» **DIRECTION**
Pull out each of the lines below that contains the string "girl". Match the case exactly.

Stored data entries

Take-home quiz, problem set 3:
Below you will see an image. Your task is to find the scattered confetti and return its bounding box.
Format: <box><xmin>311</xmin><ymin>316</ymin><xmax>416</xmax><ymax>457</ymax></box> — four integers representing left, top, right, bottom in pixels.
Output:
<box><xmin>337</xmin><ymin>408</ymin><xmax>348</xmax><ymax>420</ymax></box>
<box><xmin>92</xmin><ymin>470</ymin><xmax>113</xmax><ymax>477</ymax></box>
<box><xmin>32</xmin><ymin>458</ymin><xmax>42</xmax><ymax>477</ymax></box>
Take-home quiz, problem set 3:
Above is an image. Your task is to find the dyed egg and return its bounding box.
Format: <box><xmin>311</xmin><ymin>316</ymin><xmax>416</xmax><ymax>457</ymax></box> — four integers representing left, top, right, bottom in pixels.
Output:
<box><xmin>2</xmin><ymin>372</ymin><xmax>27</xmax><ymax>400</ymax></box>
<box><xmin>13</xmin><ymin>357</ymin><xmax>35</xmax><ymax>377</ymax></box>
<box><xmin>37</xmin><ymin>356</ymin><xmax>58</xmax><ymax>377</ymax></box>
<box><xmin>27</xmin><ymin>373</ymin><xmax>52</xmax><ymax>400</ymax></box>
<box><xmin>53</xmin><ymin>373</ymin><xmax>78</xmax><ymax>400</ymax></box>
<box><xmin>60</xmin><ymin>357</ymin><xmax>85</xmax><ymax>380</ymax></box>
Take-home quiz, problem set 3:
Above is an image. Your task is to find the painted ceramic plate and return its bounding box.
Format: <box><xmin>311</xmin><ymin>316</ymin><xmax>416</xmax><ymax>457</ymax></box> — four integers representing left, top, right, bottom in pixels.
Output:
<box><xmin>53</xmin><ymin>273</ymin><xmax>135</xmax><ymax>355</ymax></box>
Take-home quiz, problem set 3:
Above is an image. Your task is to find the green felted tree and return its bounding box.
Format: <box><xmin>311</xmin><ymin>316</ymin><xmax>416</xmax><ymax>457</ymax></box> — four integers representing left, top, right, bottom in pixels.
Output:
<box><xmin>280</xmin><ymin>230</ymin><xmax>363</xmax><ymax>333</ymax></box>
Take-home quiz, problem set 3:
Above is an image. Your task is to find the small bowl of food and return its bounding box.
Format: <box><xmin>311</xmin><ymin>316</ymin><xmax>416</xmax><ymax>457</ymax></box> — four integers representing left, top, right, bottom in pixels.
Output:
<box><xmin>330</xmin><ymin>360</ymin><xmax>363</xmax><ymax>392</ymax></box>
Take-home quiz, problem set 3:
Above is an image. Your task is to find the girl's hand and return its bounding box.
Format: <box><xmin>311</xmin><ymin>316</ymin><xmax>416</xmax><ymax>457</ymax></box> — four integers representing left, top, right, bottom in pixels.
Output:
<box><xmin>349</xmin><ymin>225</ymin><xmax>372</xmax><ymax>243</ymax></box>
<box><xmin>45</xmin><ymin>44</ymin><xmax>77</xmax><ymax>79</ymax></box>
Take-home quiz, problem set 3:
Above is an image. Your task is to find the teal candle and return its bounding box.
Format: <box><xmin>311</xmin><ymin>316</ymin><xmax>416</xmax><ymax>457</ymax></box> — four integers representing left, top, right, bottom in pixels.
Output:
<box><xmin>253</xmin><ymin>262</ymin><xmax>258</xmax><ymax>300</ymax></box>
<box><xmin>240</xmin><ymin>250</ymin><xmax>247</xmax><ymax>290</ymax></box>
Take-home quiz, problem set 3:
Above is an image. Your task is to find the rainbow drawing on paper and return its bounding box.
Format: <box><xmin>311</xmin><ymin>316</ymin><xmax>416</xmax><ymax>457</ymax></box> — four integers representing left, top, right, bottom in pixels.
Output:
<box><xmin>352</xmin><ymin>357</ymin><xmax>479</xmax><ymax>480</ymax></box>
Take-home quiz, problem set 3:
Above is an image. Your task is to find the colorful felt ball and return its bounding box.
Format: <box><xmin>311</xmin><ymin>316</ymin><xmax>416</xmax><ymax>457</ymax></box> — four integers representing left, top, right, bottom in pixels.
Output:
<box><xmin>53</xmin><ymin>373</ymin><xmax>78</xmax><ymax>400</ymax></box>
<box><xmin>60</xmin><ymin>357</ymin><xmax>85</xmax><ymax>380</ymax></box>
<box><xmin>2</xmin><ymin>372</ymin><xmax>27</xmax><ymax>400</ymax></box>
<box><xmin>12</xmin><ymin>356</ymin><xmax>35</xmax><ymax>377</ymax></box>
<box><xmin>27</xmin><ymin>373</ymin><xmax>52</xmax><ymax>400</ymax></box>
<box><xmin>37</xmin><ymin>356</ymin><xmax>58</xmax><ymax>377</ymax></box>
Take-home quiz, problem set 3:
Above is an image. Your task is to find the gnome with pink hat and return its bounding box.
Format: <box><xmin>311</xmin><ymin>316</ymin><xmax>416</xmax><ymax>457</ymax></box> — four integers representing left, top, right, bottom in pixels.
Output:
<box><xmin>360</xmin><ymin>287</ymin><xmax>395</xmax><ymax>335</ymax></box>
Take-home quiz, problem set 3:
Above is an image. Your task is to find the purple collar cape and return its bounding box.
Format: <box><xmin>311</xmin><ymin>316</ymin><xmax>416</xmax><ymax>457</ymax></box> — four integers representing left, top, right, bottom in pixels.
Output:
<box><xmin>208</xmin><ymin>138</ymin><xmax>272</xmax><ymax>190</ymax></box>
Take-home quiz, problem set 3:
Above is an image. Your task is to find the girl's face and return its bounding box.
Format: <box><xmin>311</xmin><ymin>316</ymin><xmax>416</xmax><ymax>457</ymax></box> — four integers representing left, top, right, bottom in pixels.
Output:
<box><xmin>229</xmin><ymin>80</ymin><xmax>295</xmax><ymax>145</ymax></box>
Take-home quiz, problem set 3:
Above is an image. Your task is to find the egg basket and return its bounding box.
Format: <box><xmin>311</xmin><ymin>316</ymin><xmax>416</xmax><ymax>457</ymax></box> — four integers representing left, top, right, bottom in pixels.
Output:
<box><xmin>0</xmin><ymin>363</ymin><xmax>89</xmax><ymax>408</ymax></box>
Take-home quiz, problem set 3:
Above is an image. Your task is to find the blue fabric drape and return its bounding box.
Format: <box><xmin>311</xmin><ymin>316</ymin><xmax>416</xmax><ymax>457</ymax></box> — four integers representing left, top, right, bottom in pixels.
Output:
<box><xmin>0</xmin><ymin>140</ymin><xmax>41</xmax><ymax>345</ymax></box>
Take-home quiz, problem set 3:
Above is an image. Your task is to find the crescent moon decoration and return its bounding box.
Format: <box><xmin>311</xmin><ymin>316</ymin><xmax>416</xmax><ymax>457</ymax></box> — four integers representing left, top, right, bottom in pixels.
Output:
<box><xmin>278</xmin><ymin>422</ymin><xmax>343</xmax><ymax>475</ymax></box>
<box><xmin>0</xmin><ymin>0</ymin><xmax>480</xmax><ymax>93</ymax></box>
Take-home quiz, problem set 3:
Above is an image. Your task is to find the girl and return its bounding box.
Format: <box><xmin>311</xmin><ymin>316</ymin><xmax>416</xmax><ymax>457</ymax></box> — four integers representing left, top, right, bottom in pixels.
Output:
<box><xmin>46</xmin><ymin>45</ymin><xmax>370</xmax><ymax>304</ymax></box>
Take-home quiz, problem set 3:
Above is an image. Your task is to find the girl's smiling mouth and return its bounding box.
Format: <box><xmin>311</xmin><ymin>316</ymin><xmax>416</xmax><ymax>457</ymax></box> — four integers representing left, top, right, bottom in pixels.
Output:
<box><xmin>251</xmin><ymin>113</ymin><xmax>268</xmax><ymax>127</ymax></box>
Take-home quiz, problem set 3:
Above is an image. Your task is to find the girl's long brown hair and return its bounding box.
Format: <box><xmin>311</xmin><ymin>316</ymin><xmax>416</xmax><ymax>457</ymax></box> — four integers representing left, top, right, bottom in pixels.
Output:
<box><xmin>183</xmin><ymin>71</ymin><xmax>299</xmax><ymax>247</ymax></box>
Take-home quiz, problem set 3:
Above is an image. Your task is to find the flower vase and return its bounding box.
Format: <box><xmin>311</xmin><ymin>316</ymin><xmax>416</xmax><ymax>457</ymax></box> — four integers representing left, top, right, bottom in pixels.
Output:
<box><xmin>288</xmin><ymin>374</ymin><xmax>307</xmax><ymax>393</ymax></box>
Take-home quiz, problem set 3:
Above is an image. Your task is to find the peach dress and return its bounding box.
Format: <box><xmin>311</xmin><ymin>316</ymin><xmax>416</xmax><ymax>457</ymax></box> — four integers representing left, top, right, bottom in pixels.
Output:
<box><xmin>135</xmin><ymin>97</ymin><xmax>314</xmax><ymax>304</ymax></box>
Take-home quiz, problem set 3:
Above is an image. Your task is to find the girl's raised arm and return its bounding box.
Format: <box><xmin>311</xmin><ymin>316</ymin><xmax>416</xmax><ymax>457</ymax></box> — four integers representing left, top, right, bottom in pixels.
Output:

» **FINAL ANSWER**
Above is an image. Your task is to find the girl's hand and return its bounding box.
Above is an image. Your task is to find the girl's face and return its bounding box.
Above is an image. Your task is to find the girl and return its bounding box.
Above is an image. Your task is to find the girl's smiling mouth and return its bounding box.
Above is an image. Your task is to find the girl's long brown hair and return its bounding box.
Above is an image. Your task is to find the girl's raised arm and return its bounding box.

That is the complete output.